Fragmento proporcionado »
------------------------------------
Vivimos la catarsis social del insulto, el improperio y la descalificación. Y no sólo en los diversos niveles de la política, también en la sociedad, la enseñanza o el mundo laboral. Es como si la «hybris» griega, la locura que envían los dioses, se adueñara de los ciudadanos inyectándoles cada día la desmesura del odio y la soberbia: transgreden todos los límites, corrompe instituciones y símbolos, costumbres, moral, moderación, sentido común, sobriedad, cortesía y respeto. El odio es un virus que se apodera de todos, por contagio, por intereses, por racismo, por sexismo, por estupidez o por ignorancia. Es un factor ambiental más, un signo caracterológico social. Circula entre los grupos de adolescentes que apalean a un hombre bebido porque «es divertido», o entre los jóvenes «embotellados» que arrasan todo aquello que es objeto de su violencia: desde una muchacha, al mobiliario urbano, las farolas, un policía, un coche aparcado, una hilera de motos, un jardín, o las ventanas de un banco, una comisaría o un hospital. Es el mismo odio, amplio y pegajoso, que se respira en las redes contra un presunto culpable de algo, antes de ser juzgado, contra alguien por ser negro, gay, o de alguno de los colectivos de diversidad sexual (LGTBI), por ser mujer o por ser hombre, que montan fulgurantes campañas persecutorias capaces de hundir a una persona hasta el suicidio. El odio irrazonable y caprichoso que se mastica en las tertulias de cualquier medio. El que se disfraza de intolerancia, nacionalismo o separatismo, se adjudica un «anti» algo y trata de demolerlo en vez de analizar o argumentar. Todo multiplicado de forma vil pero efectiva por algoritmos sin alma que buscan beneficios económicos a corto plazo y que tienden una alfombra roja al paso de los populismos más encanallados, en busca de la desestabilización de la ya herida democracia.

El virus del odio ha infestado el ecosistema de las redes sociales, y se derrama en las calles en cuanto hay una «excusa». Es un virus que se alimenta del desprestigio de la razón, la política y la ciencia y provoca inseguridad y miedo. Es un ruido permanente que impide el diálogo, única forma de resolver los problemas.
------------------------------------
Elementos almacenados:
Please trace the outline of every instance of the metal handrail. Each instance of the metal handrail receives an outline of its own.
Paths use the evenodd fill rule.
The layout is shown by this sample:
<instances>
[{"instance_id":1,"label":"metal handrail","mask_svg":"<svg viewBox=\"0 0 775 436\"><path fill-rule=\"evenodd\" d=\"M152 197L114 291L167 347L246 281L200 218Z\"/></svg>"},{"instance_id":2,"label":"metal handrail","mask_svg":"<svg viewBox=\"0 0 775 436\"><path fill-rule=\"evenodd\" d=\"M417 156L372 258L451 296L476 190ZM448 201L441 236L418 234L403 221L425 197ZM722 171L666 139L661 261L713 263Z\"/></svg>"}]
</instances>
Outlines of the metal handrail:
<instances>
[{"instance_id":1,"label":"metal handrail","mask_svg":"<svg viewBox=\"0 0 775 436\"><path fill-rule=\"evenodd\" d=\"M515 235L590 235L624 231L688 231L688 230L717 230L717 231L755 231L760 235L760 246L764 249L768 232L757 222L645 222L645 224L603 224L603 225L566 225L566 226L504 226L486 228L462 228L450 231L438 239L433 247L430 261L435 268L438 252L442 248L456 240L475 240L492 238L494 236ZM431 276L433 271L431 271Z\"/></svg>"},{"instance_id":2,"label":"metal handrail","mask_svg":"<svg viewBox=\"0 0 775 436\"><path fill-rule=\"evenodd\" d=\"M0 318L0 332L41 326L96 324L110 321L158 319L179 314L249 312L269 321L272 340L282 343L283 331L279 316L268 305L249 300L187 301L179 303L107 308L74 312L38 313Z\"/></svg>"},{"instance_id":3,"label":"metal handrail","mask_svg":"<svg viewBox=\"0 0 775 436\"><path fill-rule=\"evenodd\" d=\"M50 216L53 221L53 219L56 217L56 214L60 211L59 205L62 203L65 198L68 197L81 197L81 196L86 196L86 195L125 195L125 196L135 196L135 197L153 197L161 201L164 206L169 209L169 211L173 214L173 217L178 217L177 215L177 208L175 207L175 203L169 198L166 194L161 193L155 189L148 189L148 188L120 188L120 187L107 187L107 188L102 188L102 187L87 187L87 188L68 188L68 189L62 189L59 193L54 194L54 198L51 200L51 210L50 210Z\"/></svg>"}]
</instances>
------------------------------------
Enunciado del ejercicio »
Responde a estas preguntas sobre el fragmento acerca del odio:
(a) ¿A qué concepto griego recurre el fragmento y cómo lo define?
(b) ¿Qué buscan los algoritmos que multiplican el odio?
(c) Según el último párrafo, ¿cuál es la única forma de resolver los problemas?
El material no hace falta para resolver nada de lo que se pide aquí.

Respuesta del ejercicio »
(a) Recurre a la «hybris» griega, que define como la locura que envían los dioses.
(b) Buscan beneficios económicos a corto plazo.
(c) La única forma de resolver los problemas es el diálogo.